• _Objective_:
Tally the lines of the material below that contain the string "decorative", and give only that number.

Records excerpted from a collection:
#####
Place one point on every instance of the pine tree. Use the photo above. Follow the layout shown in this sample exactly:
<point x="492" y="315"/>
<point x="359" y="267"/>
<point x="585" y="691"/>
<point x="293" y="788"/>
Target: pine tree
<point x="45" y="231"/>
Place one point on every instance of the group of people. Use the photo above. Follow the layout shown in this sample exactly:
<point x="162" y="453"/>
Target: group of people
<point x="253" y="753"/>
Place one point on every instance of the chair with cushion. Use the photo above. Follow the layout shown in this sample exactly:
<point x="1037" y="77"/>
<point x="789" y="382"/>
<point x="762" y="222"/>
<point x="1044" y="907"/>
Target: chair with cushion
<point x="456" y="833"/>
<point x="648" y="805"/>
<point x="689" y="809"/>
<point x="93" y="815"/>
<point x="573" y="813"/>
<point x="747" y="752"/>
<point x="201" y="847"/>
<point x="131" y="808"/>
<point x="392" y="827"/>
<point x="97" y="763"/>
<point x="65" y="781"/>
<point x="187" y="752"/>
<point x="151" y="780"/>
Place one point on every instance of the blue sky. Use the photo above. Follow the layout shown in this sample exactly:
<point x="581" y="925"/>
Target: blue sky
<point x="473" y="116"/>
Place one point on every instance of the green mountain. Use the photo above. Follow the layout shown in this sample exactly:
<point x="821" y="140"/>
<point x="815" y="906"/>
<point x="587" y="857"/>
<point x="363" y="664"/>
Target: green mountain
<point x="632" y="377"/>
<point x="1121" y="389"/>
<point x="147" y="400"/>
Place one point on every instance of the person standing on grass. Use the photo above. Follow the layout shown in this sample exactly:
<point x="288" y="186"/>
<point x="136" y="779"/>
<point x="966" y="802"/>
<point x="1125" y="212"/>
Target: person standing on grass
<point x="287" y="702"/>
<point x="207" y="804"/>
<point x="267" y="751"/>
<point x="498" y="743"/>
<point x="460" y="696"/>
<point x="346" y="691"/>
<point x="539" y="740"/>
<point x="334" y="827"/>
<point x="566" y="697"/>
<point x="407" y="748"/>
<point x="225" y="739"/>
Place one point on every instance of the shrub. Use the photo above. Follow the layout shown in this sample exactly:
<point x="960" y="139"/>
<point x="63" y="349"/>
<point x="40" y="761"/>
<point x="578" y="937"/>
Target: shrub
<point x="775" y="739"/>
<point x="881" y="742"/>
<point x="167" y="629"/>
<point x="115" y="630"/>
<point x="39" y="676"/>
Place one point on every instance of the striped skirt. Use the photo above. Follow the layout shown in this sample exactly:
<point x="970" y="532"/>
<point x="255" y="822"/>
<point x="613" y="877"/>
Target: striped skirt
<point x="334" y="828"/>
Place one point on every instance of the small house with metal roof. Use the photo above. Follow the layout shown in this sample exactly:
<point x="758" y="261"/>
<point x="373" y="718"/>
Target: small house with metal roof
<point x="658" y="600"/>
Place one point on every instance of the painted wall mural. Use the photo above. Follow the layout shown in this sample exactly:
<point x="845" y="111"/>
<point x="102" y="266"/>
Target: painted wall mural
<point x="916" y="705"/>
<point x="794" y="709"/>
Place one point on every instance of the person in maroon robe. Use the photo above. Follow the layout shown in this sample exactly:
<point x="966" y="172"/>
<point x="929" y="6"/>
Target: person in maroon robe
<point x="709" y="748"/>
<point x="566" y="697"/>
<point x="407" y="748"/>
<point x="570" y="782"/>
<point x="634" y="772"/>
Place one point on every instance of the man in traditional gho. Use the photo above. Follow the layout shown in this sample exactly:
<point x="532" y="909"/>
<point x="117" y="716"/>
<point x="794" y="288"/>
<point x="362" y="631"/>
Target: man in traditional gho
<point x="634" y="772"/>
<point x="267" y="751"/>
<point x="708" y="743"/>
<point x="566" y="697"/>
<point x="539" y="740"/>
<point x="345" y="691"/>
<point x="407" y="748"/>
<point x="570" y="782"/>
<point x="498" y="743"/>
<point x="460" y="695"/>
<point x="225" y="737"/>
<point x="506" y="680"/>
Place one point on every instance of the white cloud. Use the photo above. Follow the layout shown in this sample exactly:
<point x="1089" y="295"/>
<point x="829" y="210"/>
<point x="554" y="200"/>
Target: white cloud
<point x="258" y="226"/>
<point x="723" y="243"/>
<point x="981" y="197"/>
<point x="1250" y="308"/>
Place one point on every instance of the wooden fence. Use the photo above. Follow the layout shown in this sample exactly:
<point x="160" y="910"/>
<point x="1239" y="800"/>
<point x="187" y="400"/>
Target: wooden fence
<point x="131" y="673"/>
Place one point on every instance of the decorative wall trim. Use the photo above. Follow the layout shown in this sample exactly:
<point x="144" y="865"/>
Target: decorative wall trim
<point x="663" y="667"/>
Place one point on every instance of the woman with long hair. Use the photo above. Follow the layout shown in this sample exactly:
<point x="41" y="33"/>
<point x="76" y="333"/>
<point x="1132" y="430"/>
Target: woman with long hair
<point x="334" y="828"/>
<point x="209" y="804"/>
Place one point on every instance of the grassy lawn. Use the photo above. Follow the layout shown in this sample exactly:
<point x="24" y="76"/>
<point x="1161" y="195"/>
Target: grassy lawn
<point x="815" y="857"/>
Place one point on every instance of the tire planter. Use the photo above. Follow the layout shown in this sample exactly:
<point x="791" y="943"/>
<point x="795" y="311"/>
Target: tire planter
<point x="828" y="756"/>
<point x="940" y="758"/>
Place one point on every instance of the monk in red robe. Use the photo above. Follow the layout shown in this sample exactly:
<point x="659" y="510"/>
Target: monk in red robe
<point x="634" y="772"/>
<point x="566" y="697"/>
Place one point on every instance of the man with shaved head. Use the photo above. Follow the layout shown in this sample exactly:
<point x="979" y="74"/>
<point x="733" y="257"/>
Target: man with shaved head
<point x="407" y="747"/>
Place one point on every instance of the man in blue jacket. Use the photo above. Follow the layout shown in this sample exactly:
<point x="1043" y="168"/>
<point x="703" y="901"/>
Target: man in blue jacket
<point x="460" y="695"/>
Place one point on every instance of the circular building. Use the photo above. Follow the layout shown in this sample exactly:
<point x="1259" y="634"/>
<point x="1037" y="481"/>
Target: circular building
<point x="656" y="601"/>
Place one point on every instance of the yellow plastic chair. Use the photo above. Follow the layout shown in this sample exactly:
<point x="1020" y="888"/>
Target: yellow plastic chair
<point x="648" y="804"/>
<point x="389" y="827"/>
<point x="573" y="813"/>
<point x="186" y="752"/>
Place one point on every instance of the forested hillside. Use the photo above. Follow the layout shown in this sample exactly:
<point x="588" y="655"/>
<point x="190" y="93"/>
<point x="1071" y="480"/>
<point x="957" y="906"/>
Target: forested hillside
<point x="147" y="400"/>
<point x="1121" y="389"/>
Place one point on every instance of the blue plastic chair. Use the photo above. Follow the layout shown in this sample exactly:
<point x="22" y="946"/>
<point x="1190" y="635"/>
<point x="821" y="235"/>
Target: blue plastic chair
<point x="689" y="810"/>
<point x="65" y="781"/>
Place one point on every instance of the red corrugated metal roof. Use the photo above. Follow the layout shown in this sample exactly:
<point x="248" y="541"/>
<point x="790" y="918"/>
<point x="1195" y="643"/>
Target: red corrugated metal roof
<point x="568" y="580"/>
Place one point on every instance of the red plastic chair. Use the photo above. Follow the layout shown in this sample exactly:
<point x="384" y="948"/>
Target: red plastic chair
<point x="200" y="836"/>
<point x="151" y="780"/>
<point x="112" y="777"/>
#####
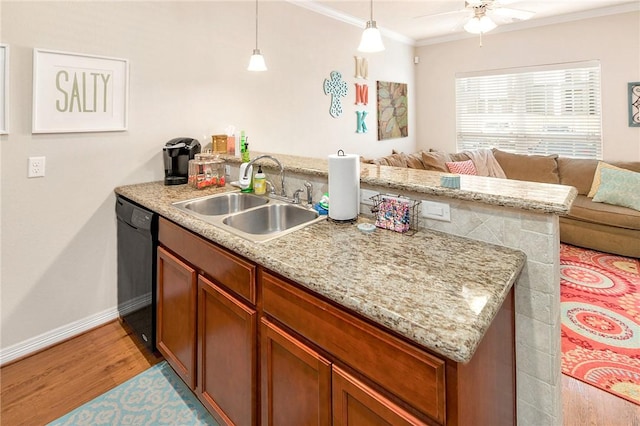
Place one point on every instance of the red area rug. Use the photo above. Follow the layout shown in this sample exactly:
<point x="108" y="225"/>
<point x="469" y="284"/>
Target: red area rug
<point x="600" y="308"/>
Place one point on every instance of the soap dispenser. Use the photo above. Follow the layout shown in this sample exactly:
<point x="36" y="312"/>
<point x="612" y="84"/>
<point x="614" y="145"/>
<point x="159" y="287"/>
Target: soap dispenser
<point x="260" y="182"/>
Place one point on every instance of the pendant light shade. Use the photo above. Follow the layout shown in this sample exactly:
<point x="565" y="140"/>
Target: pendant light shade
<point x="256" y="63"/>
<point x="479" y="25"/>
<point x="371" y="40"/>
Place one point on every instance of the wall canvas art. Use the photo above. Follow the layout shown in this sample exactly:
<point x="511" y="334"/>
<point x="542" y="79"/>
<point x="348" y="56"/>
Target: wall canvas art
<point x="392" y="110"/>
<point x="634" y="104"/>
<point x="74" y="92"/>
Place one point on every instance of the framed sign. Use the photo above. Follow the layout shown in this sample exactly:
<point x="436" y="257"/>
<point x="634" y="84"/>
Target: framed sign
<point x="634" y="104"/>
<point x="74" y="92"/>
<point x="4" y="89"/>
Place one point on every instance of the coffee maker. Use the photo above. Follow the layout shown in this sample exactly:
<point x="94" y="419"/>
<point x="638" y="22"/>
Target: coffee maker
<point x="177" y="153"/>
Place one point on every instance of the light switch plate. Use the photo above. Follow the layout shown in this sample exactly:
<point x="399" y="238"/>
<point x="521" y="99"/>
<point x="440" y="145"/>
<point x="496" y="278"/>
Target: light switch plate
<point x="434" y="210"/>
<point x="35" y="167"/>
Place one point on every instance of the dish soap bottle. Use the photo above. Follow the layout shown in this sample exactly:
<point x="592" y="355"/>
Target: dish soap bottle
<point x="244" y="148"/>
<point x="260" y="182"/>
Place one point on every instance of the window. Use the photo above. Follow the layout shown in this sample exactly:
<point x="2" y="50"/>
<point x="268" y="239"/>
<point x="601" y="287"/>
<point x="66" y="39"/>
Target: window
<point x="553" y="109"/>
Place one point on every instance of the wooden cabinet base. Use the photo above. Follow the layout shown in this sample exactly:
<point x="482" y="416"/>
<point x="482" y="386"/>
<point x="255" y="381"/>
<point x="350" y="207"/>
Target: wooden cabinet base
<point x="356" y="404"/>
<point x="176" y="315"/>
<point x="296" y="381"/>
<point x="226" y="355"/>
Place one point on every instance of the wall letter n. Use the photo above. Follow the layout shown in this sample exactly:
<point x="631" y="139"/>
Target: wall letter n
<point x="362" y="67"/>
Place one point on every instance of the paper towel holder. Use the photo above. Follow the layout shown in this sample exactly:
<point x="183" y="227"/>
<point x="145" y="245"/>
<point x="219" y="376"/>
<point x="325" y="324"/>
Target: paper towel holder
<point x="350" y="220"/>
#####
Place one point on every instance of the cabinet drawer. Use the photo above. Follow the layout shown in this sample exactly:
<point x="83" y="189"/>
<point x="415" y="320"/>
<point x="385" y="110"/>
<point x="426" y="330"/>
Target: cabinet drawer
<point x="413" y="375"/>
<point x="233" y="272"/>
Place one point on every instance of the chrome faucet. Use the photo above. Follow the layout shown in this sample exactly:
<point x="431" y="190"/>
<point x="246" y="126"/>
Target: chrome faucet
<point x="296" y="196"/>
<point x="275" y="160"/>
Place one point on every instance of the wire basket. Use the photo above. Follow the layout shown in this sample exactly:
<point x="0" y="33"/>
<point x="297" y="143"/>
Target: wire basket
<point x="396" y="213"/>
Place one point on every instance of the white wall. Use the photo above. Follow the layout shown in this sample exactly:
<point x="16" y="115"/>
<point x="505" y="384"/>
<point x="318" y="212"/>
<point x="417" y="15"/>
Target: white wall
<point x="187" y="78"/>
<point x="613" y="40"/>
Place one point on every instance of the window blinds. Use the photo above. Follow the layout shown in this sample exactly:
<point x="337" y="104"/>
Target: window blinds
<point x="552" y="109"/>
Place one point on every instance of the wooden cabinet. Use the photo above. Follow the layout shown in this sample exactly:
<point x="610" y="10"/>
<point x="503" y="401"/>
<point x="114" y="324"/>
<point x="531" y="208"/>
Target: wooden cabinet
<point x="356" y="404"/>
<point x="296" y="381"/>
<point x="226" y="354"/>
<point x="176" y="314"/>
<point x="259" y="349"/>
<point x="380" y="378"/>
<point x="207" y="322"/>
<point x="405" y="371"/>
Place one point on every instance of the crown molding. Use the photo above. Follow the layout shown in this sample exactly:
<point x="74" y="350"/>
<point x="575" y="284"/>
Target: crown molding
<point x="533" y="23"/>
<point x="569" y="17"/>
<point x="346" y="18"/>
#####
• _Exercise output_:
2